Start of Data records
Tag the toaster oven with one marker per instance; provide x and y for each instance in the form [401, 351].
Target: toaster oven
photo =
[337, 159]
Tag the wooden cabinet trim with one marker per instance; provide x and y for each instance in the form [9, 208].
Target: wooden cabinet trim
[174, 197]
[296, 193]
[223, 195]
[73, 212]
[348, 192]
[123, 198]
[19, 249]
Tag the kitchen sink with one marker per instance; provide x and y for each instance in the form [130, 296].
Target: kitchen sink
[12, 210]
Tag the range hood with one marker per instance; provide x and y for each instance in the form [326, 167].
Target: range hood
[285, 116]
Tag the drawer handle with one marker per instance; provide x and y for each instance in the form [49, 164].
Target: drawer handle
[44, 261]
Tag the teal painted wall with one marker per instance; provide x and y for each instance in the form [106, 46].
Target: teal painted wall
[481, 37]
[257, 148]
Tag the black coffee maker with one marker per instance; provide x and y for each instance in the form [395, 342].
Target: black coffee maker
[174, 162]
End of Data records
-- Task description --
What is needed is an exact copy of every entry.

-- Result of this task --
Tag the toaster oven with one marker per instance; provide x and y for each instance in the form [401, 351].
Target: toaster oven
photo =
[337, 159]
Tag the wooden cabinet trim with one marker per instance; provide x and y for each instance in the form [9, 208].
Target: wooden cabinet trim
[174, 197]
[296, 193]
[223, 195]
[73, 212]
[348, 192]
[123, 198]
[19, 249]
Tag the kitchen sink with one marker per instance; provide x and y for each instance in the form [130, 296].
Target: kitchen sink
[12, 210]
Tag the range hood with one marker per instance; provide x and y for each instance in the form [326, 167].
Target: range hood
[285, 116]
Tag the drawer handle with one marker per instance; provide x and y for each instance in the form [49, 164].
Target: drawer handle
[44, 261]
Tag the teal painted wall with one marker per instance; provide x and y for each instance in the form [106, 46].
Target: teal painted wall
[481, 37]
[257, 148]
Tag the black coffee maker with one marker per instance; provide x and y for each instance in the form [395, 342].
Target: black coffee maker
[174, 162]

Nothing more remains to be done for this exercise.